PROBLEM:
Whenever a line below holds the word "binder", copy that line.

#####

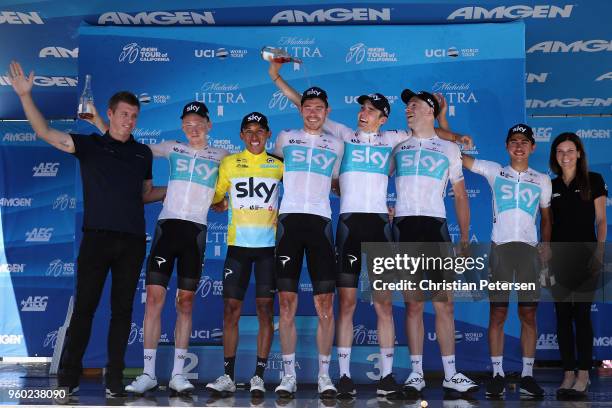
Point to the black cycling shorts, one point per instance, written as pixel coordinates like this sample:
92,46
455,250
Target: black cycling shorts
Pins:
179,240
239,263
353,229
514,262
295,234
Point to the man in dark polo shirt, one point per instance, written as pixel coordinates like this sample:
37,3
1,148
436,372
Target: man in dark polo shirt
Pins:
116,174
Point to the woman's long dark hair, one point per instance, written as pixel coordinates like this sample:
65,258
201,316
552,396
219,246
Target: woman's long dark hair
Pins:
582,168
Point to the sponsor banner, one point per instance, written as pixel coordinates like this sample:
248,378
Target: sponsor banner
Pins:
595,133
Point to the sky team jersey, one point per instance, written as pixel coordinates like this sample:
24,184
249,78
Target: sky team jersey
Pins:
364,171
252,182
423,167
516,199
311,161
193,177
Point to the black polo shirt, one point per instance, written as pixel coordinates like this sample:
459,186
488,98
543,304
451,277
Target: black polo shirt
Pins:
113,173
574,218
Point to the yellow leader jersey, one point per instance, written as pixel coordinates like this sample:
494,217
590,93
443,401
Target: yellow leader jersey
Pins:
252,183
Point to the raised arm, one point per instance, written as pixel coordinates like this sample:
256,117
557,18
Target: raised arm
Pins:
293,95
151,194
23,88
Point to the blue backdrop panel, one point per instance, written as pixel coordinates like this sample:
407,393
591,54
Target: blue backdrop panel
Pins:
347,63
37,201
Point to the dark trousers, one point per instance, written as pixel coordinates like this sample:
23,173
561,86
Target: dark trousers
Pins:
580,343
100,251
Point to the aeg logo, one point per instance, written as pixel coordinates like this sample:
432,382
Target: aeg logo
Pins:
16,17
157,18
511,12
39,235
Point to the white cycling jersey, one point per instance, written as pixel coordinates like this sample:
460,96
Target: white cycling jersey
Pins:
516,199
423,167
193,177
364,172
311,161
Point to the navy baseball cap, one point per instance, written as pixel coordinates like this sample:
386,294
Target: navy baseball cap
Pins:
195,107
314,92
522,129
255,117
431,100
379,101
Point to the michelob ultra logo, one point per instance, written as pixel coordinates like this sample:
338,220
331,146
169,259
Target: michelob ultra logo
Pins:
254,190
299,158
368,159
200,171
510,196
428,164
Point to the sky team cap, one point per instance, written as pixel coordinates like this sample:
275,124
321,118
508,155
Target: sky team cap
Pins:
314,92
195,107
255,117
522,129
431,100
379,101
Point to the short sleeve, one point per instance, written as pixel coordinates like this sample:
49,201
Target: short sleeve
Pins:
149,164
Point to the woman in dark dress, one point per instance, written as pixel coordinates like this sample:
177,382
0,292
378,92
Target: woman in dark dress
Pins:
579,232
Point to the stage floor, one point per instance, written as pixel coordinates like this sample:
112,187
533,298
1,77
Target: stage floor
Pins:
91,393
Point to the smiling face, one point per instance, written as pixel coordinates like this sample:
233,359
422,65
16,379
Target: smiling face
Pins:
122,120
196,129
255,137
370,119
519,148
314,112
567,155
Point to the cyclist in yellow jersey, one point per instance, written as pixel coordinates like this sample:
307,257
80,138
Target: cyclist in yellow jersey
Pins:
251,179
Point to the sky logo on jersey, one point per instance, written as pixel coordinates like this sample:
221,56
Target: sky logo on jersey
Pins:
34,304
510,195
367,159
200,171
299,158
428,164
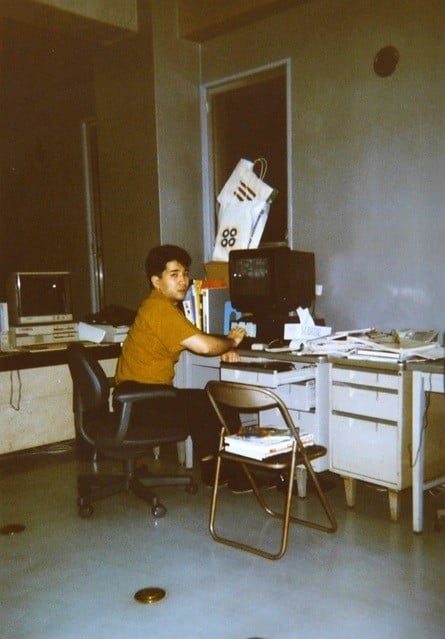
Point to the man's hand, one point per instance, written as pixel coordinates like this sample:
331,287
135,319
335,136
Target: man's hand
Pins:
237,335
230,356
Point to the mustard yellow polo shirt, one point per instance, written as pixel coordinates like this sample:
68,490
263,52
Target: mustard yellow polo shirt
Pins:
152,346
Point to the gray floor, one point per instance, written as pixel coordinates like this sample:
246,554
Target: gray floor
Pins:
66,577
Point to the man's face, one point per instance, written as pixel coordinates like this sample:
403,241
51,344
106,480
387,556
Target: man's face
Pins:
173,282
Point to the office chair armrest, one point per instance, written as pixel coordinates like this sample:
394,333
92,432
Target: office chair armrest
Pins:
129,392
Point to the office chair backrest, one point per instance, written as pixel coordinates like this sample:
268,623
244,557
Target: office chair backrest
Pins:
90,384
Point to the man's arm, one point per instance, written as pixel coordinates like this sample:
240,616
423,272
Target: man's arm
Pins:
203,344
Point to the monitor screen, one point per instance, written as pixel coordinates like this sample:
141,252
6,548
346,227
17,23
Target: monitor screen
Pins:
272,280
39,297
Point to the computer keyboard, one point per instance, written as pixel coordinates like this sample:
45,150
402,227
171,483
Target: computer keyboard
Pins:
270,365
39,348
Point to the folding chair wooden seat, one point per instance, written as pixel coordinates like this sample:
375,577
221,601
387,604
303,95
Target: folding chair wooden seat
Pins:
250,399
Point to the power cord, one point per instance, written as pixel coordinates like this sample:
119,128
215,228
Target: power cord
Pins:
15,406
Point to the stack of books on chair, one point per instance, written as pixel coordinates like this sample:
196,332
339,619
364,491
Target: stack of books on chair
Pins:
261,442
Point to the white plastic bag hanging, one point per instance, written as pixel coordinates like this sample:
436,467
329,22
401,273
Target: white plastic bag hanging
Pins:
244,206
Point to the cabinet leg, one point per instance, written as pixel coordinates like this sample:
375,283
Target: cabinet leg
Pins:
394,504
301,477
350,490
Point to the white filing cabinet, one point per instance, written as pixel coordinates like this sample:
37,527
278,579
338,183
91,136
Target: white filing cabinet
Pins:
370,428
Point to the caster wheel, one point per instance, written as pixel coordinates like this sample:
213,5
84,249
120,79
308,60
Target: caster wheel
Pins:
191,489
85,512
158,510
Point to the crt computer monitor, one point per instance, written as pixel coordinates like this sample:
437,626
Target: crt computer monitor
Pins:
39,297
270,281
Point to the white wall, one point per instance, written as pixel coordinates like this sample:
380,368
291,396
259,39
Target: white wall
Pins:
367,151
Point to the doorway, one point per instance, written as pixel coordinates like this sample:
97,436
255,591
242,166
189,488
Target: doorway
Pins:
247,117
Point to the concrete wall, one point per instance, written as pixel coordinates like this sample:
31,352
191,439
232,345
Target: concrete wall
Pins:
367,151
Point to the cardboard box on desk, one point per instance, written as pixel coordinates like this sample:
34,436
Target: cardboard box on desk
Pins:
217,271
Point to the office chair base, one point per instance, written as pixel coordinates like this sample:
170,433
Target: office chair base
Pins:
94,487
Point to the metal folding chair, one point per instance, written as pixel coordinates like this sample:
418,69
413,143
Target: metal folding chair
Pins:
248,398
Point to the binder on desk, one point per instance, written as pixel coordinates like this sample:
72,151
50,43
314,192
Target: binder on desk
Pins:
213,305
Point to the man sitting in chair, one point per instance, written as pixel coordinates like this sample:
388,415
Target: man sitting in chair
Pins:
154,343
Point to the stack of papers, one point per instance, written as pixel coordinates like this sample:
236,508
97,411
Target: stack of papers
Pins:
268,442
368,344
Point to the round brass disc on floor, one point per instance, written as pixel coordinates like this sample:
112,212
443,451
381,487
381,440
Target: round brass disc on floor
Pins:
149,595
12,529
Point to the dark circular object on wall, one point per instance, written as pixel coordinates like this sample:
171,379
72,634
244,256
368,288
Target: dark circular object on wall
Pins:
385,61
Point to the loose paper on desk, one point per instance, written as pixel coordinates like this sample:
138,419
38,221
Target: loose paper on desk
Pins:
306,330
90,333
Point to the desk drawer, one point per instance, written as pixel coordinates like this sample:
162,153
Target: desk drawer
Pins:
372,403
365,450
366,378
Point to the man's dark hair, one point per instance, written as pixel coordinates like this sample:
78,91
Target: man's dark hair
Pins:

#####

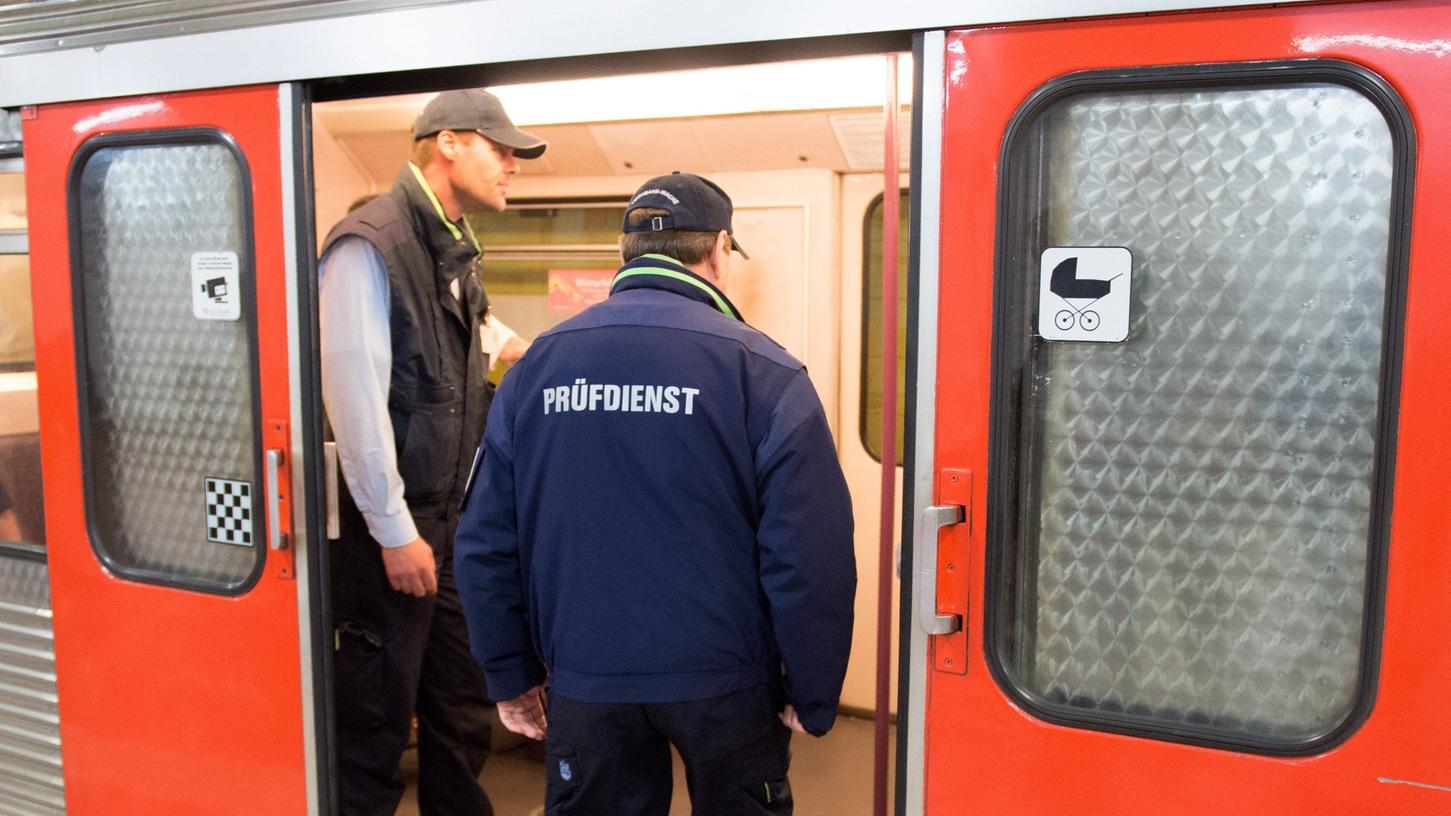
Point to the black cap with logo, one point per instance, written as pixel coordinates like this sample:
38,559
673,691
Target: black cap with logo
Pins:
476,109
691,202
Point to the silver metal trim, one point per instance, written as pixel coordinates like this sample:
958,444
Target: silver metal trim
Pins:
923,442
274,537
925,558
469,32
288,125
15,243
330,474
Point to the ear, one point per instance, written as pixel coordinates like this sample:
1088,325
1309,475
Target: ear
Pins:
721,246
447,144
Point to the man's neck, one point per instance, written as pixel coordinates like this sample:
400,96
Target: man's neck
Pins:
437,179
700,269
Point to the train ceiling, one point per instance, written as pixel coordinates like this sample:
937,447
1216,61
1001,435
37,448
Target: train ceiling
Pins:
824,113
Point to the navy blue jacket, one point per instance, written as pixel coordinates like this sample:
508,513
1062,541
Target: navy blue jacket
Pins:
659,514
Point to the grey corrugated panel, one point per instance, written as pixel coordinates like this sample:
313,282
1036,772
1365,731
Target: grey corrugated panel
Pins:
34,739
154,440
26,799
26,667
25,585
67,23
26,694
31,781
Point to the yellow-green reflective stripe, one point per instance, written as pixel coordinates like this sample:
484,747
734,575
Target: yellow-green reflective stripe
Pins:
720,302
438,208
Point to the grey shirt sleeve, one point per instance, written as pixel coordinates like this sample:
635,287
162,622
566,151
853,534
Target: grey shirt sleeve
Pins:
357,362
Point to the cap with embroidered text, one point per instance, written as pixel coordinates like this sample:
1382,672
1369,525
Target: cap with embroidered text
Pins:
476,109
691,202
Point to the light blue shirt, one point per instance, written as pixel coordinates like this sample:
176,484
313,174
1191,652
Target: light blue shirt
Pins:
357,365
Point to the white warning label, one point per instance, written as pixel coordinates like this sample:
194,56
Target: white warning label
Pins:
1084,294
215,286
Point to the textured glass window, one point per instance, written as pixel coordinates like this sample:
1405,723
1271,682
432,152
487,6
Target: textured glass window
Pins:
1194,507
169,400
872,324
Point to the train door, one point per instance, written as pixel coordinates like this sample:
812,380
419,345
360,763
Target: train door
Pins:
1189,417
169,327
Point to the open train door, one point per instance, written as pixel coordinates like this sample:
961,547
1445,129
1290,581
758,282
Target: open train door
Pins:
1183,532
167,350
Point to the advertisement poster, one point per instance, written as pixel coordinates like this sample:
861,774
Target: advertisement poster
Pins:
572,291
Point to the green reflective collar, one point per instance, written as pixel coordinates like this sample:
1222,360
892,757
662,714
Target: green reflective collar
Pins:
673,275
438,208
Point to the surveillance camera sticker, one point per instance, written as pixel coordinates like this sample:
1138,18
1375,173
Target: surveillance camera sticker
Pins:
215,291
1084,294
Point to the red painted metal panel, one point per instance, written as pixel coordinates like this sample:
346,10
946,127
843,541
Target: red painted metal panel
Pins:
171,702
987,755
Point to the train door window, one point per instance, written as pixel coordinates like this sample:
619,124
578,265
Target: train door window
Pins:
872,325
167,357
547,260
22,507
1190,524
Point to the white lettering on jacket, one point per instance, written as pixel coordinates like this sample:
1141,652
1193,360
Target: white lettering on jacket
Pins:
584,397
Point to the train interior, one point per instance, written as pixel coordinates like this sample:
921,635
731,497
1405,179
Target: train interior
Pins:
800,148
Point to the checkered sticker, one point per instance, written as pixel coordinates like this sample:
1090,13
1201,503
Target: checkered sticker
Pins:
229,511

#####

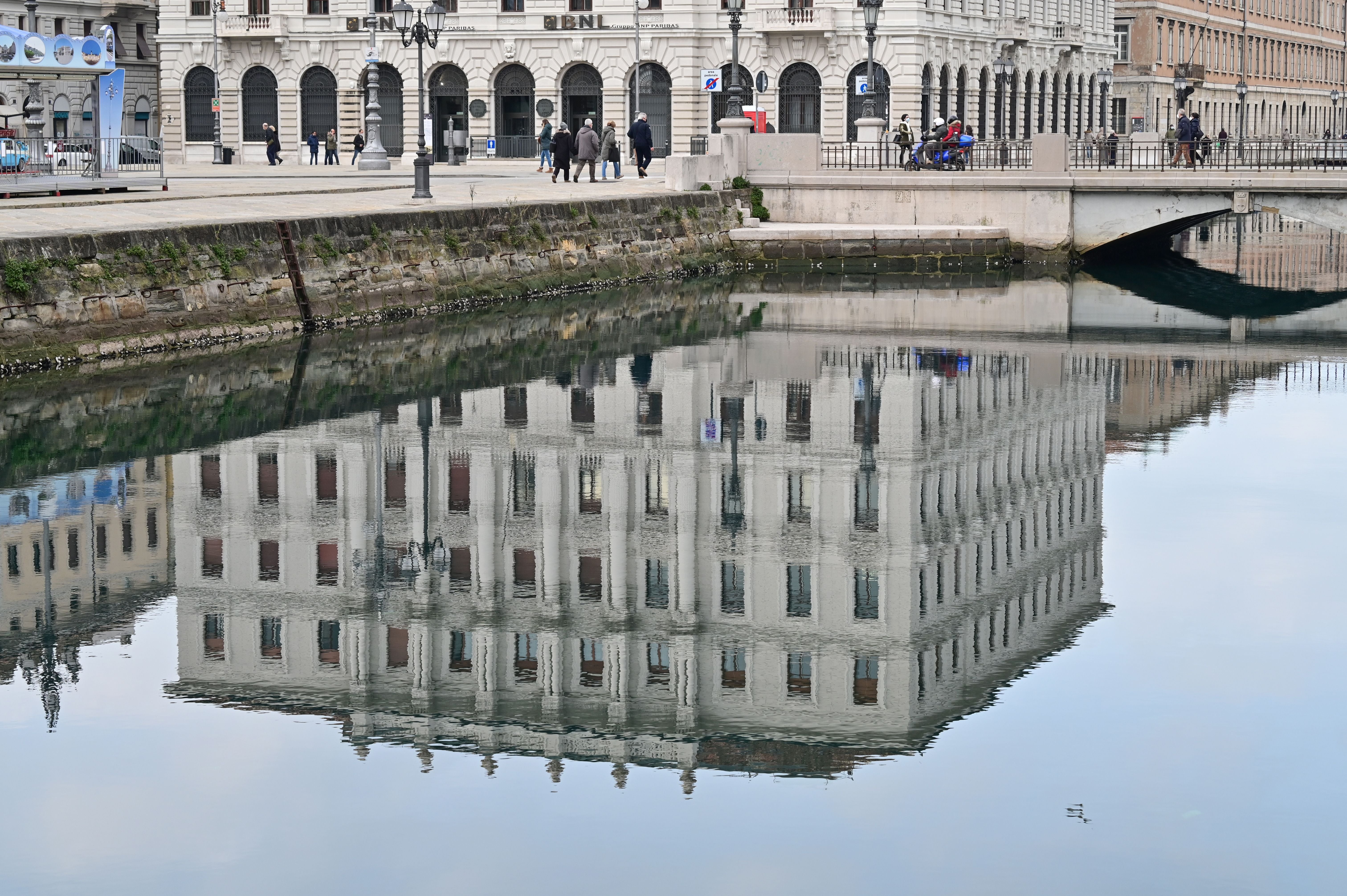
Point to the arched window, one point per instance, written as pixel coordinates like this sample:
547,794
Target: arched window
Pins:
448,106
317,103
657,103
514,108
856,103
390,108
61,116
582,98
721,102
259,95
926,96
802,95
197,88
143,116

#####

PROBLEM SOLUTION:
Point to the binder on desk, one point per instance, written as pixel coordinates like this sample:
Target: binder on desk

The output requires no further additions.